SHORT EXERCISE>
Reproduce every one of the rows below word for word, leaving nothing out.

Data taken from a collection>

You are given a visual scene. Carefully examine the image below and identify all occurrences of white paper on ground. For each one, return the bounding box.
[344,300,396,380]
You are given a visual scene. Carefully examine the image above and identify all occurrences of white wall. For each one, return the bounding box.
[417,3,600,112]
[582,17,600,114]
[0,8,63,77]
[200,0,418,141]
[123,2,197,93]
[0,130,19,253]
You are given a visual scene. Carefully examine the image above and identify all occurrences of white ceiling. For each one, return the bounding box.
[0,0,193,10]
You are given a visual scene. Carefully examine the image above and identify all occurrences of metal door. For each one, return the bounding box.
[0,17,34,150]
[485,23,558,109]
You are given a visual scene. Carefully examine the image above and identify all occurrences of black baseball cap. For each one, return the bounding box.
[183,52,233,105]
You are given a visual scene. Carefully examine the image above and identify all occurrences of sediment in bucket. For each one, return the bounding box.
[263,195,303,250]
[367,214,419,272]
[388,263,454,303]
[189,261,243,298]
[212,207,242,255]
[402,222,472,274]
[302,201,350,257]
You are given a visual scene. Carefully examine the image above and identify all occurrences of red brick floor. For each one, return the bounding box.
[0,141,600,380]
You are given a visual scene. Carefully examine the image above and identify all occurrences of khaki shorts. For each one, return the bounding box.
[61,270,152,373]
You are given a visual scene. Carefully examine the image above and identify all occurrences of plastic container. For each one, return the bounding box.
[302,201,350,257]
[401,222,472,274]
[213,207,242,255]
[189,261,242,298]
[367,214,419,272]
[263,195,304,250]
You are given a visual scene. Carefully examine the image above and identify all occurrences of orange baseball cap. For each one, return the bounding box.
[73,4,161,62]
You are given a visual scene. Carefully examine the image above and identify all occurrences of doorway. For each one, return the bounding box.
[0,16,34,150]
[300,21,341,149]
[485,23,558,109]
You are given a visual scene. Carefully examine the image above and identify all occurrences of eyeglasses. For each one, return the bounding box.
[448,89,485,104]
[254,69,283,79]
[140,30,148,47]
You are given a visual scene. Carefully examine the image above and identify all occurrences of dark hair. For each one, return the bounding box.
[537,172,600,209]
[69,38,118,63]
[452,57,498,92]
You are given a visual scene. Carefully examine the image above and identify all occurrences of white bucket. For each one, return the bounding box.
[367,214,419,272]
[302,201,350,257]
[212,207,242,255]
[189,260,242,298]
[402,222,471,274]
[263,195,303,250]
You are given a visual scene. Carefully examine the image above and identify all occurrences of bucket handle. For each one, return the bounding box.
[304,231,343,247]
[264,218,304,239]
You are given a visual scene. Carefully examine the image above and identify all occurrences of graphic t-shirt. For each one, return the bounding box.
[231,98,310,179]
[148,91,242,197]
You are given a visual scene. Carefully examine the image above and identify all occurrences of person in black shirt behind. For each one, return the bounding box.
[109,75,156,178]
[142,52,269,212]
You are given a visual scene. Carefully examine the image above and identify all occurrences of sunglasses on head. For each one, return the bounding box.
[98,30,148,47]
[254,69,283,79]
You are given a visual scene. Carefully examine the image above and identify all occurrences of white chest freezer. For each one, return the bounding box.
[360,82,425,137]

WRITTEN REPLY>
You are given a visual scene. Carefully examine the image below and identify all occurrences of white paper on ground. For each one, return the bounding box.
[344,300,396,380]
You are given a visual scene. Carefully examine the image above and identify all occurrences of white wall. For each one, return the bounding box.
[417,3,600,112]
[582,17,600,114]
[0,8,63,77]
[200,0,418,141]
[123,2,197,93]
[0,130,19,253]
You are given a visual scene. Carefully examine the image above and identify all occurrences of white ceiling. For each one, return the bounding box.
[0,0,193,10]
You are given a visual scene. Carefully examine the image above and identify all occurrences of metal door. For each one, return the bounding box.
[0,17,34,150]
[485,23,558,109]
You are given a visual scene. Carefully examine the image above and identify all occurrences of black baseball cap. For each one, return the bounding box.
[183,52,233,105]
You are given a visual scene. Carefully examine the image above and identify all occurrences of sediment in bucket. For each one, return the bounding box.
[263,195,303,250]
[367,214,419,272]
[388,263,454,303]
[189,261,243,298]
[212,207,242,255]
[402,222,472,274]
[302,201,350,257]
You are given a visual scene. Carefully examine the image above and identify all occurrences of red brick floor. For each one, return the bounding box.
[0,141,600,380]
You are given a visual scene. Carefully examine the image above and identify all occurrences of khaki shorts. For each one, return the bounding box.
[61,270,152,373]
You are given a visual scene. Carefully examine the image above and identify all occurrences of plastic container. For each one, return the bounding box.
[302,201,350,257]
[401,222,472,274]
[213,207,242,255]
[189,261,242,298]
[367,214,419,272]
[263,195,304,250]
You are given a visual scene. Carefully examine the image above and identify all occurrences of orange baseball cap. For each one, return the bounding box.
[73,4,161,62]
You are given a visual scene. Carefully examine the image above and identify all occurrences of doorway. For each one, return the bounding box.
[0,16,34,150]
[300,21,341,149]
[485,23,558,109]
You are given a visual scene. Carefully examine the image above and identify all occurrences of eyeglasses. For each one, return the bounding box.
[448,89,485,104]
[254,69,283,79]
[140,30,148,47]
You are given a visual scene. Carefully examine the image above and identify all occurrences of dark hair. For each one, return the bounding box.
[537,172,600,209]
[69,38,118,63]
[452,57,498,92]
You are given a visual scene. Carefully examine the image above and identify all occurrences of white bucket. For each one, return the bounding box.
[367,214,419,272]
[302,201,350,257]
[212,207,242,255]
[189,260,242,298]
[402,222,471,274]
[263,195,303,250]
You are given a visual scene. Carefully examine the image above and identify all occurrences of bucket handle. For each one, return the bounding box.
[304,231,343,247]
[264,218,304,239]
You are given a visual scene. Carefully examine the image above and identify all occurrences of graphic t-shirt. For each one, return the bounding box.
[231,98,310,179]
[148,91,242,197]
You are given a visual scene. Carefully examine the image above and identify all occurrences of person in black shirt behind. For each one, return the bounding box.
[109,75,156,178]
[142,52,269,212]
You are given a visual scene. Carefully examine the image above and identify all occurrences of sunglasses on head. For each one, return the bounding box.
[98,30,148,47]
[254,69,283,79]
You are given a visual scene. Carefully examine the image above and identify all occurrences of white chest freezer. For each one, return the bounding box.
[360,82,425,137]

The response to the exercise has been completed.